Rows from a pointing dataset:
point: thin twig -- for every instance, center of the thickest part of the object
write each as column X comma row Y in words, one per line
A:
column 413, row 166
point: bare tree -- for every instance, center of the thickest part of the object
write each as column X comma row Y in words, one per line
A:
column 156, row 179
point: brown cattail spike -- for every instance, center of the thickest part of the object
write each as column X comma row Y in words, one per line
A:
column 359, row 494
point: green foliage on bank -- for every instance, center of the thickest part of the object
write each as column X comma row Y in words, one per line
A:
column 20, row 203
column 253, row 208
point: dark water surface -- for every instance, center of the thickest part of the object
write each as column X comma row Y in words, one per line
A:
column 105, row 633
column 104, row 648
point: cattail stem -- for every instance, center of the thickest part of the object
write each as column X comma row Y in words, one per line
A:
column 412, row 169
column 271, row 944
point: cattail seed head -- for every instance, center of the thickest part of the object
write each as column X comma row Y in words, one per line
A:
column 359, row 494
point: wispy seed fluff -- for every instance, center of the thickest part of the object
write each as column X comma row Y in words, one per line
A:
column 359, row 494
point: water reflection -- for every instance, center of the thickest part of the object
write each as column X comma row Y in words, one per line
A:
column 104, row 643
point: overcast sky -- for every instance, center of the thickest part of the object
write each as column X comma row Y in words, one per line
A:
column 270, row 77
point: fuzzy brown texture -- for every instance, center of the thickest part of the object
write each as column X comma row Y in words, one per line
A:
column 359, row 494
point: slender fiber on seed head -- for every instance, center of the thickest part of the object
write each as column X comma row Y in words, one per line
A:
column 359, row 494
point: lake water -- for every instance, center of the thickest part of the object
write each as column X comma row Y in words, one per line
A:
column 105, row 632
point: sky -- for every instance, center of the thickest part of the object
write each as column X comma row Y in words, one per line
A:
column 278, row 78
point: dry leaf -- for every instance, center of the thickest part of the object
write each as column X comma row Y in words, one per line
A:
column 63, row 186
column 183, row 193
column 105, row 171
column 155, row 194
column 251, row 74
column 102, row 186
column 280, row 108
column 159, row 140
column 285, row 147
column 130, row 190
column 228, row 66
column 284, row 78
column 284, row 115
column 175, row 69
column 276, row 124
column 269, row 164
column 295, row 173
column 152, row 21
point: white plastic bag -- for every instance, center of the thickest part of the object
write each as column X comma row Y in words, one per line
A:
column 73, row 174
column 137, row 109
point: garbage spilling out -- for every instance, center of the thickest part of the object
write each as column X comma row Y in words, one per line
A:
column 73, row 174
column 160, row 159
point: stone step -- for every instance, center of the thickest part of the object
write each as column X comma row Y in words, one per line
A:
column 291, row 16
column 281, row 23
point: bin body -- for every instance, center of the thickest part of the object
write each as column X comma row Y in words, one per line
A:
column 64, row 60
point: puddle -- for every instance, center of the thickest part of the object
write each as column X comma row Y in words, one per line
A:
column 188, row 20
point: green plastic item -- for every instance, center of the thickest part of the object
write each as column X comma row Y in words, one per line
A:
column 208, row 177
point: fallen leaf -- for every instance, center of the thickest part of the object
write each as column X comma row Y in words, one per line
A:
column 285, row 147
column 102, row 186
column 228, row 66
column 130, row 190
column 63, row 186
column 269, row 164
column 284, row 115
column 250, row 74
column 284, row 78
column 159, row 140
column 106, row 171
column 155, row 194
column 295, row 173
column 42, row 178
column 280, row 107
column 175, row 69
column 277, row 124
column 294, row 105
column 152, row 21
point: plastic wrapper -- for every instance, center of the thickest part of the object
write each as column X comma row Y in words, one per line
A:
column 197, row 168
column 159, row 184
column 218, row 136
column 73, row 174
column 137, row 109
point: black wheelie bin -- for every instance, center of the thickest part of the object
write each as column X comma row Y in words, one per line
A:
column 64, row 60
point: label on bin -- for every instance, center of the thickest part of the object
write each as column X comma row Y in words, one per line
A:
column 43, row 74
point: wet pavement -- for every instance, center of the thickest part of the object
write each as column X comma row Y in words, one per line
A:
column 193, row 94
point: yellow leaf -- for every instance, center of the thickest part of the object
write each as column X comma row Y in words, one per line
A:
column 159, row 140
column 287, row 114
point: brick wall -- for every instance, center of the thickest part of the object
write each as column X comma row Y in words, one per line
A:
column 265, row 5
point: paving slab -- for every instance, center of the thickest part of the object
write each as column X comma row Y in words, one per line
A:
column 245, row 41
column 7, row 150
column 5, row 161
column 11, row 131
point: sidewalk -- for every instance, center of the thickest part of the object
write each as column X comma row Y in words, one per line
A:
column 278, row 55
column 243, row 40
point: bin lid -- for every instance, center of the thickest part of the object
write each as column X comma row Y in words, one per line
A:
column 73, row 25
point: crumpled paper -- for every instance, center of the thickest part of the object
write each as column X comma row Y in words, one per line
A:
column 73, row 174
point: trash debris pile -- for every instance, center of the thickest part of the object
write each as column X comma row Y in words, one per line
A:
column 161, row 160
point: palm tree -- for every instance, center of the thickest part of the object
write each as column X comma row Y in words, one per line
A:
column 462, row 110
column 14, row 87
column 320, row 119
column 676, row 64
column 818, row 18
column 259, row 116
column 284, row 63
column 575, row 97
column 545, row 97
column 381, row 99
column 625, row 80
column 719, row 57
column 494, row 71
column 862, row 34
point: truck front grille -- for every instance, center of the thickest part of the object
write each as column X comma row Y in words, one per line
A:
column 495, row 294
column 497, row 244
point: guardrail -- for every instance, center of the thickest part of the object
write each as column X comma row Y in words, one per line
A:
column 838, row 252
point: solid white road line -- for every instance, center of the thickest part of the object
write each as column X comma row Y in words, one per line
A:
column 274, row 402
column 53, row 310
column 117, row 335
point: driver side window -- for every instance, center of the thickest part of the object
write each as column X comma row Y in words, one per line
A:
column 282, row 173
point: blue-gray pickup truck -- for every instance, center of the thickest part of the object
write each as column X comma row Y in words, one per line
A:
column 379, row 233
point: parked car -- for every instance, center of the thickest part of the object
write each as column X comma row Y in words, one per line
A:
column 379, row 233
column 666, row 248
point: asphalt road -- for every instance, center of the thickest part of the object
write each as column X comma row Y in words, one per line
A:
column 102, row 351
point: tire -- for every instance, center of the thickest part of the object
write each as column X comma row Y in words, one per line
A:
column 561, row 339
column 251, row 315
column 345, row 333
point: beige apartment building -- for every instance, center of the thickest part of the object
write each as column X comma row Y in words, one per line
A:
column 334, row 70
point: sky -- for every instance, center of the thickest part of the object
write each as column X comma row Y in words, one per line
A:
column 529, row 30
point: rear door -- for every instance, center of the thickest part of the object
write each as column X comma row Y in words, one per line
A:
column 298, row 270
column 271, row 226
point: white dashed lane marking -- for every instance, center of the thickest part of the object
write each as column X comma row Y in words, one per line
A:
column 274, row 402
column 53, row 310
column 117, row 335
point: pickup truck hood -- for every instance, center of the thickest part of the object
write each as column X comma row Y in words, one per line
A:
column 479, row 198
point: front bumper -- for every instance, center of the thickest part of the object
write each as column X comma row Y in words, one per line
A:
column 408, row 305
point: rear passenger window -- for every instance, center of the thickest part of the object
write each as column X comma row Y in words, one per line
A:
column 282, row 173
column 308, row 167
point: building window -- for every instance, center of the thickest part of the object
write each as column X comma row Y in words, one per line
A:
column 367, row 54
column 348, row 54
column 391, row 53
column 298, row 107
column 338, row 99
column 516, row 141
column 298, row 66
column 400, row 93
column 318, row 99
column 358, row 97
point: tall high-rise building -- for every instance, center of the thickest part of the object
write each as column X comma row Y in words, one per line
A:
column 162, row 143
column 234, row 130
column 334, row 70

Work required -
Write out the lines of the listing without any change, starting at the line that contains "point: cattail stem" and ending at the line that contains "column 278, row 78". Include both of those lines.

The response -
point: cattail stem -- for every instance, center of the thickest part of the object
write each as column X comma row Y in words, one per line
A:
column 412, row 169
column 271, row 944
point: cattail seed head -- for every instance, center of the thickest part of the object
write each as column X comma row Y in words, one per line
A:
column 359, row 494
point: wispy seed fluff -- for every instance, center of the thickest part of the object
write each as column X comma row Y in words, one per line
A:
column 359, row 494
point: water reflection -- for every instance, center of the thickest part of the object
write each as column X comma row Y in words, one per line
A:
column 104, row 643
point: overcast sky -- for every instance, center of the thickest part of the object
write each as column X comma row Y in words, one per line
A:
column 270, row 77
point: fuzzy brown texture -- for every instance, center of the thickest part of the object
write each as column X comma row Y in words, one per line
A:
column 359, row 494
point: slender fiber on seed head -- for every instance, center of the thickest part of the object
write each as column X comma row Y in words, one per line
A:
column 359, row 494
point: lake water -- for every instance, center of the thickest part of the object
write each as column X comma row Y in words, one per line
A:
column 105, row 632
point: sky -- for every instance, center of the thickest part of the object
write each as column X comma row Y in words, one per line
A:
column 278, row 78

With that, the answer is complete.